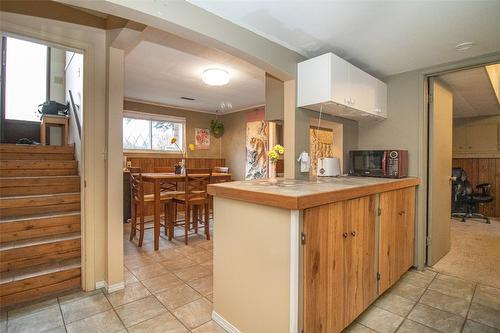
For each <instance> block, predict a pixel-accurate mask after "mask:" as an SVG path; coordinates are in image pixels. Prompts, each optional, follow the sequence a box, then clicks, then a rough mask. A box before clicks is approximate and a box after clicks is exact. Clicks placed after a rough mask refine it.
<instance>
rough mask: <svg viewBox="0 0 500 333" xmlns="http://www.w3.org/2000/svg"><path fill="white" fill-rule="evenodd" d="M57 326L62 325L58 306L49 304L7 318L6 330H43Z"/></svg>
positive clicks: (62, 323)
mask: <svg viewBox="0 0 500 333" xmlns="http://www.w3.org/2000/svg"><path fill="white" fill-rule="evenodd" d="M58 327H64V322H63V319H62V316H61V311H60V310H59V306H58V305H57V304H56V305H51V306H49V307H45V308H43V309H38V310H37V311H32V312H29V313H28V312H25V313H24V315H19V314H18V316H16V317H14V318H12V319H11V318H8V321H7V331H8V332H9V333H17V332H20V333H21V332H22V333H31V332H43V331H47V330H50V329H55V328H58Z"/></svg>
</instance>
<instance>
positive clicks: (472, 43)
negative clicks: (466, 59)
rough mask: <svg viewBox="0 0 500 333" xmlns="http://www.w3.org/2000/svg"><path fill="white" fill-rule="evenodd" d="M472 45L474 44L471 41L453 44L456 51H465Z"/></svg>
mask: <svg viewBox="0 0 500 333" xmlns="http://www.w3.org/2000/svg"><path fill="white" fill-rule="evenodd" d="M472 46H474V43H473V42H464V43H460V44H457V45H456V46H455V49H456V50H457V51H466V50H468V49H470V48H471V47H472Z"/></svg>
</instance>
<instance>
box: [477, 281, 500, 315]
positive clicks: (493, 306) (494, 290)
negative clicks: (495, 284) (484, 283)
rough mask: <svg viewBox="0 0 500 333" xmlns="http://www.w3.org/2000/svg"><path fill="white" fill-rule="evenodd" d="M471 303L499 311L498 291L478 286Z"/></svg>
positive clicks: (490, 287) (490, 288)
mask: <svg viewBox="0 0 500 333" xmlns="http://www.w3.org/2000/svg"><path fill="white" fill-rule="evenodd" d="M472 301H473V302H474V303H479V304H481V305H484V306H487V307H490V308H493V309H496V310H500V289H497V288H493V287H488V286H483V285H478V286H477V288H476V292H475V293H474V298H473V299H472Z"/></svg>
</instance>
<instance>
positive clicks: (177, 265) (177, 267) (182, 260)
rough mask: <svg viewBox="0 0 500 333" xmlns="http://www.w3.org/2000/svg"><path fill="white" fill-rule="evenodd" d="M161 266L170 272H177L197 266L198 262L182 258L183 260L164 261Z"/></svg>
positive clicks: (186, 258)
mask: <svg viewBox="0 0 500 333" xmlns="http://www.w3.org/2000/svg"><path fill="white" fill-rule="evenodd" d="M161 265H162V266H163V267H165V268H166V269H167V270H169V271H176V270H179V269H183V268H186V267H191V266H195V265H196V262H194V261H193V260H191V259H188V258H187V257H184V256H182V258H179V259H168V260H163V261H162V262H161Z"/></svg>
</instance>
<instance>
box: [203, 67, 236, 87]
mask: <svg viewBox="0 0 500 333" xmlns="http://www.w3.org/2000/svg"><path fill="white" fill-rule="evenodd" d="M201 79H202V80H203V82H205V83H206V84H208V85H209V86H224V85H226V84H228V82H229V72H228V71H226V70H224V69H220V68H209V69H205V70H204V71H203V73H202V74H201Z"/></svg>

____

### Directions
Extract each line of the data above that contains the string "positive".

### Result for this task
positive clicks: (62, 323)
positive clicks: (472, 43)
positive clicks: (493, 306) (494, 290)
positive clicks: (490, 287) (490, 288)
positive clicks: (177, 265) (177, 267) (182, 260)
positive clicks: (186, 258)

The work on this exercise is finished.